**Exercise brief:**
Would you write out all the records again, exactly?

**Entries supplied:**
########################################

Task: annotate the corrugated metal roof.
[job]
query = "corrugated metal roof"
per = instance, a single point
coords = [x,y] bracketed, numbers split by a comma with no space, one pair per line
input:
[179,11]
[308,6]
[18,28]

########################################

**Written response:**
Task: annotate the corrugated metal roof.
[job]
query = "corrugated metal roof"
per = instance, a single point
coords = [x,y] bracketed, numbers split by a comma with no space, one pair per line
input:
[179,11]
[308,6]
[18,28]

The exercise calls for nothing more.